« Quels sont vos plus vieux souvenirs ? A quelles images, quelles odeurs les associez-vous ? Comment imaginez-vous l’avenir ? L’imaginez-vous différemment de vos proches, votre famille ? » Ce sont quelques-unes des questions posées par l’étude sur le temps et la mémoire réalisée par le community future lab, dans les quartiers nord de Philadelphie. Si l’on s’en tient aux résultats, il apparaît que les souvenirs façonnent notre présent, nourrissent nos inspirations, nos rêves au quotidien. Alors que les communautés locales sont contraintes de se déplacer des suites de la gentrification, Community Future Lab considère la mémoire et l’afro-futurisme (un mouvement culturel où la science-fiction et de la technoculture sont les piliers fondateurs de l’imaginaire des diasporas africaines) comme les éléments nécessaires à la préservation de l’histoire des communautés.

◆ Consigne
Répondez aux questions suivantes à l'aide du document source.
(a) Dans quels quartiers l'étude sur le temps et la mémoire a-t-elle été menée ?
(b) D'après les résultats de l'étude, que façonnent les souvenirs ?
(c) Quels deux éléments Community Future Lab juge-t-il nécessaires à la préservation de l'histoire des communautés ?

◆ Bloc de données
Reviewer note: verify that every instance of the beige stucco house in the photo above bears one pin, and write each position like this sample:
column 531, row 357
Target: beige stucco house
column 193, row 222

◆ Réponse
(a) Dans les quartiers nord de Philadelphie.
(b) Notre présent.
(c) La mémoire et l'afro-futurisme.